- **Directions for this task**: Rewrite the lines below with every "instance" changed to "occurrence", keeping everything else the same.

- **Records for processing**:
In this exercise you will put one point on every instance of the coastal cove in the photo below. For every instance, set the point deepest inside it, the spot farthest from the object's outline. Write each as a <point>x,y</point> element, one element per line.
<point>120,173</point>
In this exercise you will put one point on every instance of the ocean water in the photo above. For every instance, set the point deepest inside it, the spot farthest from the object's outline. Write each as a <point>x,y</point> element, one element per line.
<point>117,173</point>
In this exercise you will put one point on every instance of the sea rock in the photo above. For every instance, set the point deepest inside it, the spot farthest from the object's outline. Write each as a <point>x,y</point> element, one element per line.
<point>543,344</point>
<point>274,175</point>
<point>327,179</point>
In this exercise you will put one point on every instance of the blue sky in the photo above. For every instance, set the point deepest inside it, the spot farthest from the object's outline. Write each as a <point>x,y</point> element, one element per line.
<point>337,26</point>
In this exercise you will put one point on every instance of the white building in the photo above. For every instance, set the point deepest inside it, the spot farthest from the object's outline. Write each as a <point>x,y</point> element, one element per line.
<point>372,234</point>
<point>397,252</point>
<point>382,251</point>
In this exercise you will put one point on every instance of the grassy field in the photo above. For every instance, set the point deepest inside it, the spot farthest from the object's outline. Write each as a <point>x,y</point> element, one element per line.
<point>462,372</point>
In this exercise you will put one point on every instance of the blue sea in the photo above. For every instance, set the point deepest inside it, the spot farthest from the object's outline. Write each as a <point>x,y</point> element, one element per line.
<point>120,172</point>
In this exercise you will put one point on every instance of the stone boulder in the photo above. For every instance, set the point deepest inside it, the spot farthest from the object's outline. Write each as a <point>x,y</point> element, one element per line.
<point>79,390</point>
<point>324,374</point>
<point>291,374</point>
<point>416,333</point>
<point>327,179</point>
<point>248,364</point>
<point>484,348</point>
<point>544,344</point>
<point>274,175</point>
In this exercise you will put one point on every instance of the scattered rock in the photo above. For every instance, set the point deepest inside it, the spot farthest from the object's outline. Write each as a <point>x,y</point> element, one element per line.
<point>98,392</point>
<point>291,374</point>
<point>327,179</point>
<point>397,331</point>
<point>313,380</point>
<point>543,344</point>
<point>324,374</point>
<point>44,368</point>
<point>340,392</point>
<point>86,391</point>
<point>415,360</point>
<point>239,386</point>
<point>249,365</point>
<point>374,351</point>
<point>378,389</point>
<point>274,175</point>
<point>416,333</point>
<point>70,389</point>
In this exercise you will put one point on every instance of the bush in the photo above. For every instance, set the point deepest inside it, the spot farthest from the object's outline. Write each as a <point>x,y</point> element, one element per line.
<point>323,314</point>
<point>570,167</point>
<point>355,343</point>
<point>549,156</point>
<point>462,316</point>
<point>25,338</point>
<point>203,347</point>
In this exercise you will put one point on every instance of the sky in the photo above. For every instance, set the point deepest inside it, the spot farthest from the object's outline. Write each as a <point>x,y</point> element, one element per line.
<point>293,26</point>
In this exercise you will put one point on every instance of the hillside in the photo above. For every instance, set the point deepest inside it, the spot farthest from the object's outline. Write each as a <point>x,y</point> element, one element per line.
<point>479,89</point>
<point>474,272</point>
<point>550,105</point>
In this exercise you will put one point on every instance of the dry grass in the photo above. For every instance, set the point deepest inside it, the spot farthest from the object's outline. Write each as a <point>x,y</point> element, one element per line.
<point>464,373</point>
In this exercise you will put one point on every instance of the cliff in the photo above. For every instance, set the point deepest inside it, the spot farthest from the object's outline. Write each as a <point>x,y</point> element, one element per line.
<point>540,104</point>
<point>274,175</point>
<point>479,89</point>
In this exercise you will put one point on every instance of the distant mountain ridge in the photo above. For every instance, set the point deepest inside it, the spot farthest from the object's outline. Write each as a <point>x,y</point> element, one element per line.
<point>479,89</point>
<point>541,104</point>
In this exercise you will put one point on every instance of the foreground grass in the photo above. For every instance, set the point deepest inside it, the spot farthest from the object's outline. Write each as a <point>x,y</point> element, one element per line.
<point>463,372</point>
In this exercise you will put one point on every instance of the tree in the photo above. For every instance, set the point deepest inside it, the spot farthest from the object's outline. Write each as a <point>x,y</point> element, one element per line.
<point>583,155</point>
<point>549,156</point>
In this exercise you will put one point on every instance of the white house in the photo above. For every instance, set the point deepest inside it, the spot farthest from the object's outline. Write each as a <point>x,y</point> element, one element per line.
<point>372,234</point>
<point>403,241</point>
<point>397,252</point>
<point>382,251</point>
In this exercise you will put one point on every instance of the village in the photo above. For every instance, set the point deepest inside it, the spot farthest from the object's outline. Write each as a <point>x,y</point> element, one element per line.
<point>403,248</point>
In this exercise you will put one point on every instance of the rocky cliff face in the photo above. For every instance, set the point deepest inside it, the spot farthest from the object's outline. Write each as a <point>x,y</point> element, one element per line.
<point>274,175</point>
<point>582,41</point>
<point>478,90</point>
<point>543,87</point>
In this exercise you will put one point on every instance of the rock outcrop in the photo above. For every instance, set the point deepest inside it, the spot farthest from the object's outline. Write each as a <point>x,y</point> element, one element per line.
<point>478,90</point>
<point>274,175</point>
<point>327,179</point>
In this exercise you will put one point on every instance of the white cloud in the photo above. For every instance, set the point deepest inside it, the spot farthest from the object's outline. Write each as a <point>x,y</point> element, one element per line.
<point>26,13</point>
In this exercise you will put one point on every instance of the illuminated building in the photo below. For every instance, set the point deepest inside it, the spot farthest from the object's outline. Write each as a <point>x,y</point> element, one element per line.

- **Complete output**:
In this exercise you will put one point on every occurrence of the coastal cove in the photo below. For every occurrence, set the point deepest inside it, the spot farthest from the object's outline. Write each as a <point>x,y</point> element, one element per line.
<point>120,173</point>
In this exercise you will put one point on every occurrence of the ocean water in the photo above. For every occurrence, set the point deepest inside it, the spot farthest from the object's outline. Write each as a <point>x,y</point> element, one element per line.
<point>117,173</point>
In this exercise you will put one point on every occurrence of the sea rock in the photo above. For every occurrence, set the point deepest inside it, the spot farthest from the object's outline. Write each as a <point>x,y</point> element, one element per line.
<point>543,344</point>
<point>274,175</point>
<point>327,179</point>
In this exercise you will put one point on every occurrence of the blue sky in the photo above. For every occurrence, set the point deepest inside it, the spot farthest from the object's outline. Write each as a <point>x,y</point> element, one element per line.
<point>337,26</point>
In this exercise you will put one point on every occurrence of the white building in the photo above. For every occurrence, set the point deepest inside it, the spot farthest from the object's outline. Write each as a <point>x,y</point> element, one element per line.
<point>372,234</point>
<point>397,252</point>
<point>382,251</point>
In this exercise you will put one point on every occurrence of the grassy field in the photo above. For every occurrence, set the point deepest inside it, the spot farthest from the object's outline. Write each as a <point>x,y</point> element, one element per line.
<point>462,372</point>
In this exercise you will put one point on every occurrence of the blue sea in the photo above. For every occurrence, set the point deepest inside it, the spot farthest from the object's outline. Write each as a <point>x,y</point> element, one element per line.
<point>120,172</point>
In this exercise you will put one point on every occurrence of the stone boulder in the photo above. For every occurrence, set the point deepest inside it, the spot farthest from the object's outline. Write each as a <point>x,y</point> element, one element per line.
<point>79,390</point>
<point>324,374</point>
<point>291,374</point>
<point>416,333</point>
<point>327,179</point>
<point>248,364</point>
<point>484,348</point>
<point>544,344</point>
<point>274,175</point>
In this exercise you will put one point on every occurrence of the scattered rock in the photo above. For every occurrence, set the point deepest inside it, the spot farthest from the object's outline. Write each as a <point>x,y</point> element, one element per line.
<point>98,392</point>
<point>291,374</point>
<point>327,179</point>
<point>397,331</point>
<point>313,380</point>
<point>543,344</point>
<point>324,374</point>
<point>44,368</point>
<point>340,392</point>
<point>86,391</point>
<point>415,360</point>
<point>239,386</point>
<point>249,365</point>
<point>374,351</point>
<point>378,389</point>
<point>274,175</point>
<point>416,333</point>
<point>70,389</point>
In this exercise you will put one point on every occurrence of the bush in the photo above. For every occurrence, set the point deepest inside it, the spot farthest from the object's outline. Write each as a <point>x,y</point> element, one element per line.
<point>323,314</point>
<point>570,167</point>
<point>355,343</point>
<point>549,156</point>
<point>462,316</point>
<point>25,338</point>
<point>203,347</point>
In this exercise you will put one point on every occurrence of the sky in the photo above. For every occurrence, set the point deepest inside it, the spot farthest from the object's outline. Write each as a <point>x,y</point> element, one element per line.
<point>293,26</point>
In this exercise you will put one point on every occurrence of the hillside in the photo above. For every occurrence, set the point deepest inside it, the spot farthest from the object's outline. Write each as a <point>x,y</point> element, one element per line.
<point>479,89</point>
<point>474,272</point>
<point>550,105</point>
In this exercise you will put one point on every occurrence of the dry grass in the photo above. For every occurrence, set the point deepest inside it, the spot farthest from the object's outline. Write each as a <point>x,y</point> element, one element per line.
<point>464,373</point>
In this exercise you will put one point on every occurrence of the cliff in the photo above. For every occurrence, set the point deepest inside it, the spot farthest from the object's outline. Write each as a <point>x,y</point> element, one element per line.
<point>540,104</point>
<point>274,175</point>
<point>479,89</point>
In this exercise you will put one point on every occurrence of the distant mountain ridge in the photo above. For every occurrence, set the point deepest inside it, the spot farthest from the object's outline. Write each as a <point>x,y</point> element, one element per line.
<point>479,89</point>
<point>541,104</point>
In this exercise you will put one point on every occurrence of the foreground grass in the photo above. For every occurrence, set the point deepest inside it, the spot farthest from the object's outline. Write each as a <point>x,y</point> element, one element per line.
<point>463,372</point>
In this exercise you will put one point on every occurrence of the tree in the photo above. For every occurrence, set the point deepest inside it, the spot farthest from the object's outline. Write each as a <point>x,y</point> element, one element per line.
<point>583,155</point>
<point>549,156</point>
In this exercise you will put one point on every occurrence of the white house in the photo above. For every occurrence, set the point deepest inside it, the spot farthest from the object's outline. Write each as a <point>x,y</point> element, one element per line.
<point>372,234</point>
<point>403,241</point>
<point>397,252</point>
<point>382,251</point>
In this exercise you will put one point on every occurrence of the village in the photo above. For every occurrence, set the point deepest inside it, the spot farthest from the object's outline. Write each as a <point>x,y</point> element, one element per line.
<point>403,248</point>
In this exercise you will put one point on every occurrence of the rocky cliff face in the photo above. For every occurrence, set the point deepest inside it, the spot farthest from the object's outline. Write each as a <point>x,y</point> element, one element per line.
<point>274,175</point>
<point>582,41</point>
<point>478,90</point>
<point>543,87</point>
In this exercise you will put one point on every occurrence of the rock outcrop in the photo above. For every occurrence, set the point deepest inside it, the spot farthest from the object's outline. Write each as a <point>x,y</point> element, one element per line.
<point>478,90</point>
<point>274,175</point>
<point>327,179</point>
In this exercise you will put one point on every occurrence of the white cloud in the photo above. For every occurrence, set the point deepest inside it, the spot farthest from the object's outline. Write each as a <point>x,y</point> element, one element per line.
<point>26,13</point>
In this exercise you will put one point on every occurrence of the illuminated building in the photo below. For every occurrence, set the point deepest inside it, the spot farthest from the object's outline. Write each as a <point>x,y</point> element, one element per line.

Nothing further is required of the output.